▶ **What to work on**:
Find every line in the material below that contains the string "query" and copy each of those lines in full.
Start
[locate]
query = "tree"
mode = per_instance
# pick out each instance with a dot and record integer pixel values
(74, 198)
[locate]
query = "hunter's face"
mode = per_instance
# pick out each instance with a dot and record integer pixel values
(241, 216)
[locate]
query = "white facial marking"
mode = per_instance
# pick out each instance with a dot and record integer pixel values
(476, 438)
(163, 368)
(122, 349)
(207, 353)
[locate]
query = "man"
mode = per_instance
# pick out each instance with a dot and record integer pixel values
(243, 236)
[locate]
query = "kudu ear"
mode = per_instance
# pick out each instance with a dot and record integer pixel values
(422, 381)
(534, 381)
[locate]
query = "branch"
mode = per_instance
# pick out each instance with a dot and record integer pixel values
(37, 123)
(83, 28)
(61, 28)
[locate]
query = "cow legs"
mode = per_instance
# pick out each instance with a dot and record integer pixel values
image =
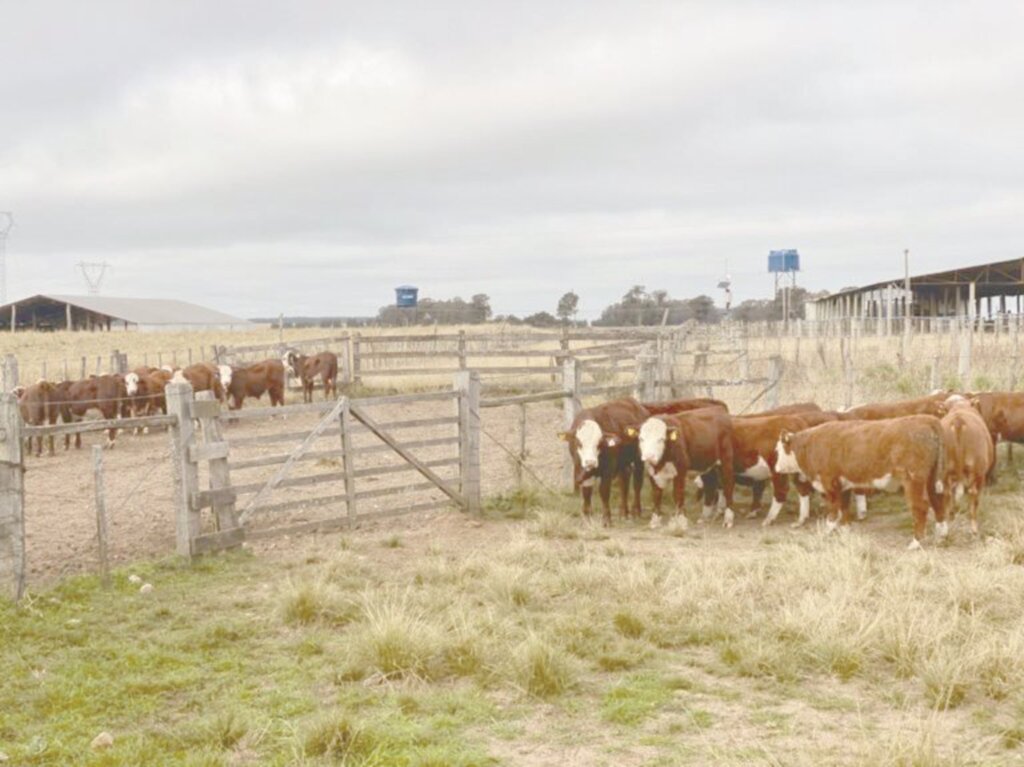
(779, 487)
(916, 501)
End
Start
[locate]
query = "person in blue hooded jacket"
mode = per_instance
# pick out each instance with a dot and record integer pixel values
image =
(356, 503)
End
▶ **Solution below**:
query = "tree"
query = "hunter's face"
query = "white facial marking"
query = "man"
query = "kudu ear"
query = "branch"
query = "cow legs"
query = "person in blue hooded jacket"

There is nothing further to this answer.